- [WAT WORDT GEVRAAGD]
Zet de recensie over de circusvoorstelling ‘iRRooTTaa’ voort vanaf het punt waar de tekst ophoudt.

- [BRONTEKST]
******************************
Jeugdtheater / Circus

iRRooTTaa Circus Katoen / Grensgeval

Trop is gewoon te veel

Trop is gewoon te veel. Die boodschap brengen Circus Katoen en Grensgeval met behulp van een overdonderende hoop witte keramieken balletjes op prikkelende wijze over in ‘iRRooTTaa’, een voorstelling voor jong (4+) en oud bedacht door Hanne Vandersteene, Mahlu Mertens, Sophie van der Vuurst de Vries en Willem Balduyck. Dat de stortvloed aan balletjes maar al te voorspelbaar is, doet niets af aan deze boeiende beeld- en klankcompositie.        

iRRooTTaa
Jasper Delva Budascoop, Kortrijk, in het kader van VITRINE PERPLX
08 november 2024

Je ziet de eindscène van ‘iRRooTTaa’ al van ver aankomen. Een stortvloed aan witte keramieken balletjes overweldigt het acrobatische duo Keivin Benavides Hidalgo en Liza Van Brakel. Een omineuze soundscape met het trage, holle geluid van kletterende hagel suggereerde het al. Het tweetal geeft zich dan maar over. Anders dan voorheen proberen ze nog wel zoveel mogelijk vallende balletjes te vangen, maar nu zonder dat het moet. En zo keert ook het verdwenen spelplezier bij de twee terug.
******************************
- [GEGEVENSREGELS]

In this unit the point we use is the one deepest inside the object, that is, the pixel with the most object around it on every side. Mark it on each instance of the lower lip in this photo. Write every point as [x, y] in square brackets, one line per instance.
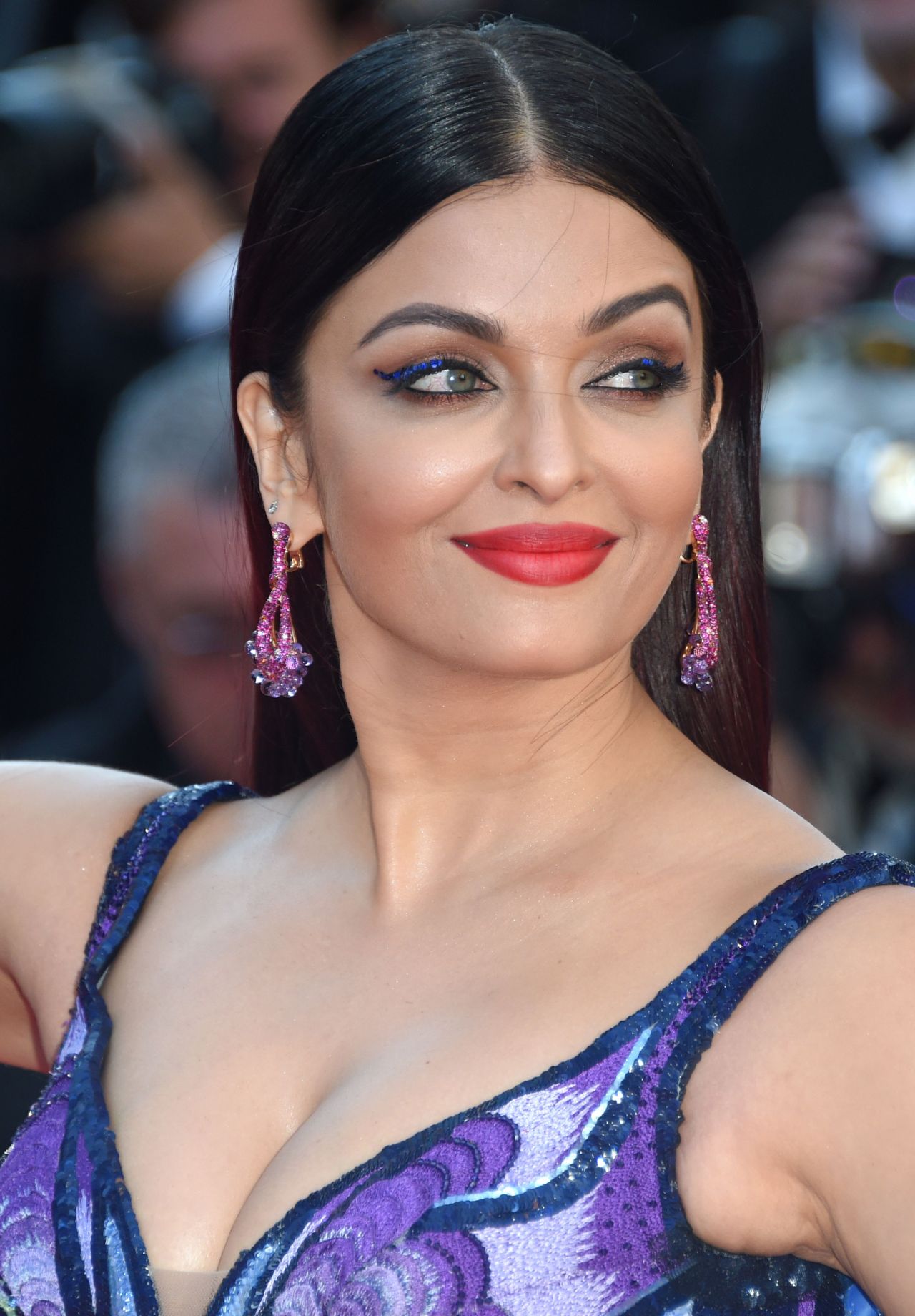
******************************
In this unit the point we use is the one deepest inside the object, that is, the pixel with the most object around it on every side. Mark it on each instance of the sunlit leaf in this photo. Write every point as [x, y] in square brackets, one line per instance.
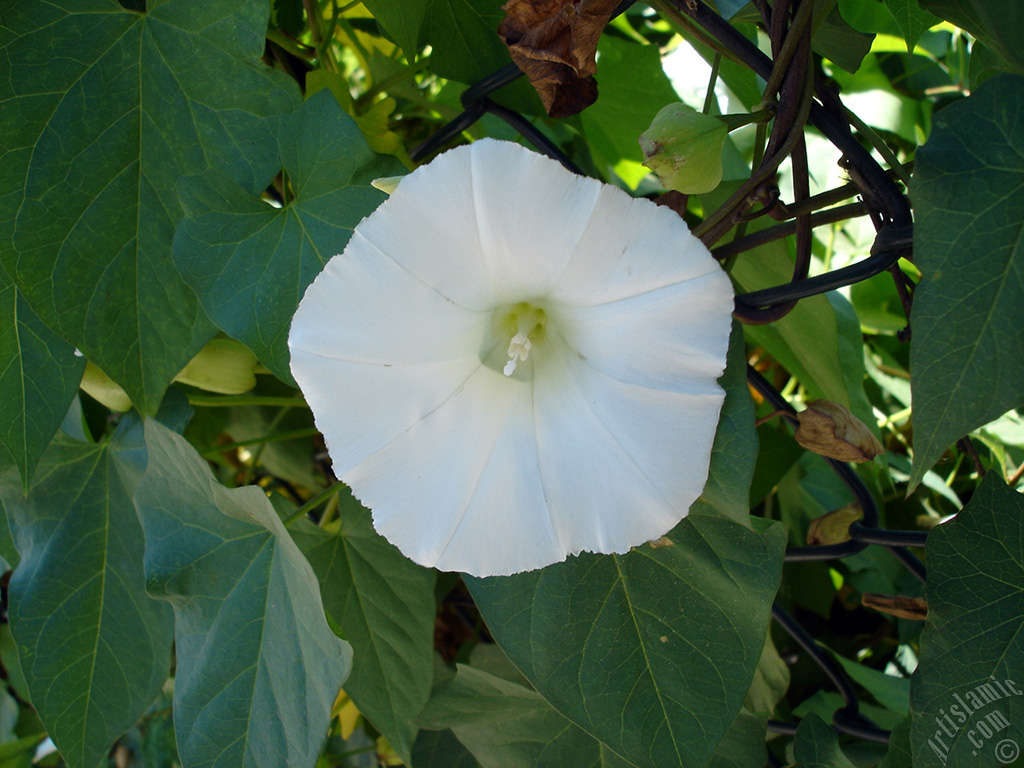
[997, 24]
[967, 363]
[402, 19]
******************************
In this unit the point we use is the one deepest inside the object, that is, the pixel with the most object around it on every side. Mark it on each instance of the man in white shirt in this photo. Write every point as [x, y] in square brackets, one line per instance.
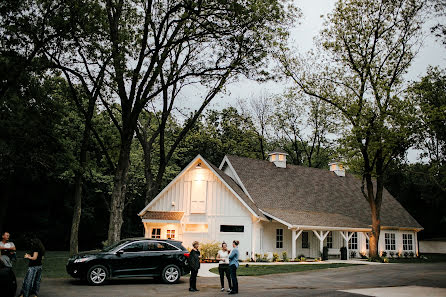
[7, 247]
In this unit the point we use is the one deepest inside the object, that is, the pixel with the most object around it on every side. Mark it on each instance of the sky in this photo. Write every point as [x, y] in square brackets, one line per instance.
******************************
- [ANTWOORD OP OPDRACHT]
Het begint allemaal met een plotse ‘drrrrrrrrrrrrrrrrrr’. Zonder boe of bah rolt een eenzaam wit balletje in keramiek onder onze voeten. Het komt bovendien van achter de cirkelvormige tribune die opgesteld staat op het podium voor het gesloten theatergordijn waar we naar kijken (dat gordijn zal nooit openzwaaien, maar dat weten we dan nog niet). Met een gezwinde ‘zwoooeeeeeeew’ duiken eerst Keivin Benavides Hidalgo en daarna Liza Van Brakel van onder dat gordijn door naar dat balletje. ‘Phuuu, phuuu, phuuu, phuuuuuuuuu’. Op handen en knieën proberen ze door hard te blazen het balletje richting te geven, terwijl ze over en onder elkaar heen duiken, glijden en kruipen.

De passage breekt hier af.